Records to process
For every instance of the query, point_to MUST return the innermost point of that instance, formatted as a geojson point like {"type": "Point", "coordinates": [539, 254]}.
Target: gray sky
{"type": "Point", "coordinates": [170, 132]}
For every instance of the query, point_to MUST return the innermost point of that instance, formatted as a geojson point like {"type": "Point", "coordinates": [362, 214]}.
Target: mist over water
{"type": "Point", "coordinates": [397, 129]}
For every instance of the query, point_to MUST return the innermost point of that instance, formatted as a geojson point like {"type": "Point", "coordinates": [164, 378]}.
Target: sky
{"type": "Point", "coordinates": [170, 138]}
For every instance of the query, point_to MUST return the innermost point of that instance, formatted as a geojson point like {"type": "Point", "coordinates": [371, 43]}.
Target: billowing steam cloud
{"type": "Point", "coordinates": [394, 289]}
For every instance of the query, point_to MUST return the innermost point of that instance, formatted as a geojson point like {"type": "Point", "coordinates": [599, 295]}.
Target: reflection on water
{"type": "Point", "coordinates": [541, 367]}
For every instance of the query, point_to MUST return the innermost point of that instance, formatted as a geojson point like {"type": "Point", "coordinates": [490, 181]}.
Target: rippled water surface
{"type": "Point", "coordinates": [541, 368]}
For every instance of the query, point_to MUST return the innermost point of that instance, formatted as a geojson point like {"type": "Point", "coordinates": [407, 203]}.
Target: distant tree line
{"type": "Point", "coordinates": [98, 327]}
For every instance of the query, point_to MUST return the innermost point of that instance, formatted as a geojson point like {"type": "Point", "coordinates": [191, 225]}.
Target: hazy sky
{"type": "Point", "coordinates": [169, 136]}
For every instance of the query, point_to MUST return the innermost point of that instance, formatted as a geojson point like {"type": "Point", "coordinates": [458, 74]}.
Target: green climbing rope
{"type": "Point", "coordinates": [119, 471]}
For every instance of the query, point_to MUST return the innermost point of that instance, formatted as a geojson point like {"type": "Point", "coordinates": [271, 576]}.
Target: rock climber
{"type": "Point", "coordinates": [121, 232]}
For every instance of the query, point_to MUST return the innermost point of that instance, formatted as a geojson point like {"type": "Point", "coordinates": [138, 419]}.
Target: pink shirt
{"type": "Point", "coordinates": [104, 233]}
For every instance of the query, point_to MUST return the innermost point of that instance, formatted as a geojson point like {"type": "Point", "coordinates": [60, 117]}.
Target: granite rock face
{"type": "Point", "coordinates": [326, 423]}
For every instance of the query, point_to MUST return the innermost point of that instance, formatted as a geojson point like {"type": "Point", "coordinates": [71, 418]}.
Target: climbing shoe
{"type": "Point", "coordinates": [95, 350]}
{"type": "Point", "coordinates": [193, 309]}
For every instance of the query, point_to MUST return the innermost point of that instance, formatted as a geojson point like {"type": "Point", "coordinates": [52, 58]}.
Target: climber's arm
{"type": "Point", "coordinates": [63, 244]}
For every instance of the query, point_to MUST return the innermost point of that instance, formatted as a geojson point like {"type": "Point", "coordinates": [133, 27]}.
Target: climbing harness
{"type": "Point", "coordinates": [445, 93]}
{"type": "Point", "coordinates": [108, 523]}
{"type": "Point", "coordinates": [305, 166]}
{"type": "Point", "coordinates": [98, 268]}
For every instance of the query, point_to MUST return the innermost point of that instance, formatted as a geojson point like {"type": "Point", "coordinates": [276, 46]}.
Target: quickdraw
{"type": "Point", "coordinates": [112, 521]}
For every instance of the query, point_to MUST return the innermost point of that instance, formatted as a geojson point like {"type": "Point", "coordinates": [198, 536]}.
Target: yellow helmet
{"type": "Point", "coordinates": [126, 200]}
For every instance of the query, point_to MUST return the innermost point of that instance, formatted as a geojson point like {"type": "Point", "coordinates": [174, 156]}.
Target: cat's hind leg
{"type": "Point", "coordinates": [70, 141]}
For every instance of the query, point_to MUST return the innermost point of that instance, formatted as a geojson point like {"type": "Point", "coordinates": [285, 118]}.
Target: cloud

What you have to do
Reproduce the material above, keeping every line intact.

Output below
For every instance of the query, point_to MUST return the innermost point of that instance, formatted as a geojson point like {"type": "Point", "coordinates": [539, 254]}.
Target: gray sky
{"type": "Point", "coordinates": [170, 132]}
For every instance of the query, point_to MUST return the innermost point of that instance, formatted as a geojson point like {"type": "Point", "coordinates": [362, 214]}.
Target: mist over water
{"type": "Point", "coordinates": [397, 129]}
For every instance of the query, point_to MUST return the innermost point of that instance, formatted as a geojson point like {"type": "Point", "coordinates": [164, 378]}.
Target: sky
{"type": "Point", "coordinates": [170, 138]}
For every instance of the query, point_to MUST return the innermost point of that instance, formatted as a geojson point like {"type": "Point", "coordinates": [371, 43]}.
Target: billowing steam cloud
{"type": "Point", "coordinates": [394, 289]}
For every instance of the query, point_to MUST return the innermost point of that instance, formatted as a geojson point like {"type": "Point", "coordinates": [599, 295]}.
Target: reflection on water
{"type": "Point", "coordinates": [541, 367]}
For every instance of the query, point_to MUST return the innermost point of that instance, formatted as a geojson point like {"type": "Point", "coordinates": [490, 181]}.
Target: rippled water surface
{"type": "Point", "coordinates": [541, 368]}
For every instance of the query, point_to MUST return the innermost point of that instance, formatted as a geojson point like {"type": "Point", "coordinates": [407, 203]}.
Target: distant tree line
{"type": "Point", "coordinates": [98, 327]}
For every instance of the query, point_to MUST return the innermost point of that instance, formatted as a geojson point like {"type": "Point", "coordinates": [191, 225]}.
Target: hazy sky
{"type": "Point", "coordinates": [169, 136]}
For every instance of the query, point_to MUST return the innermost point of that instance, formatted as a geojson point like {"type": "Point", "coordinates": [458, 74]}.
Target: green climbing rope
{"type": "Point", "coordinates": [119, 471]}
For every instance of the query, point_to MUST return the innermost point of that instance, formatted as a geojson point like {"type": "Point", "coordinates": [271, 576]}.
Target: rock climber
{"type": "Point", "coordinates": [121, 232]}
For every instance of the query, point_to MUST return the innermost point of that instance, formatted as a geojson point like {"type": "Point", "coordinates": [138, 419]}.
Target: pink shirt
{"type": "Point", "coordinates": [104, 233]}
For every instance of the query, point_to MUST return the innermost point of that instance, formatted as a geojson point like {"type": "Point", "coordinates": [60, 117]}.
Target: granite rock face
{"type": "Point", "coordinates": [326, 423]}
For every instance of the query, point_to MUST return the innermost point of that instance, formatted as a geojson point like {"type": "Point", "coordinates": [71, 418]}.
Target: climbing shoe
{"type": "Point", "coordinates": [95, 350]}
{"type": "Point", "coordinates": [193, 309]}
For every instance of the query, point_to MUST return the innermost point of that instance, formatted as a geojson point like {"type": "Point", "coordinates": [52, 58]}.
Target: climber's arm
{"type": "Point", "coordinates": [63, 244]}
For every instance of the query, point_to MUST return the innermost point of that instance, formatted as a geojson point like {"type": "Point", "coordinates": [133, 27]}.
Target: climbing harness
{"type": "Point", "coordinates": [445, 93]}
{"type": "Point", "coordinates": [108, 523]}
{"type": "Point", "coordinates": [305, 166]}
{"type": "Point", "coordinates": [98, 268]}
For every instance of the query, point_to MUST return the innermost point of that instance, formatted as a geojson point like {"type": "Point", "coordinates": [276, 46]}.
Target: quickdraw
{"type": "Point", "coordinates": [112, 521]}
For every instance of the query, point_to MUST return the innermost point of that instance, formatted as a geojson point like {"type": "Point", "coordinates": [198, 536]}.
Target: yellow helmet
{"type": "Point", "coordinates": [126, 200]}
For every instance of the query, point_to MUST return the innermost point of that instance, formatted as a geojson point like {"type": "Point", "coordinates": [174, 156]}.
Target: cat's hind leg
{"type": "Point", "coordinates": [70, 141]}
For every instance of the query, point_to MUST return the innermost point of that instance, formatted as a geojson point like {"type": "Point", "coordinates": [285, 118]}.
Target: cloud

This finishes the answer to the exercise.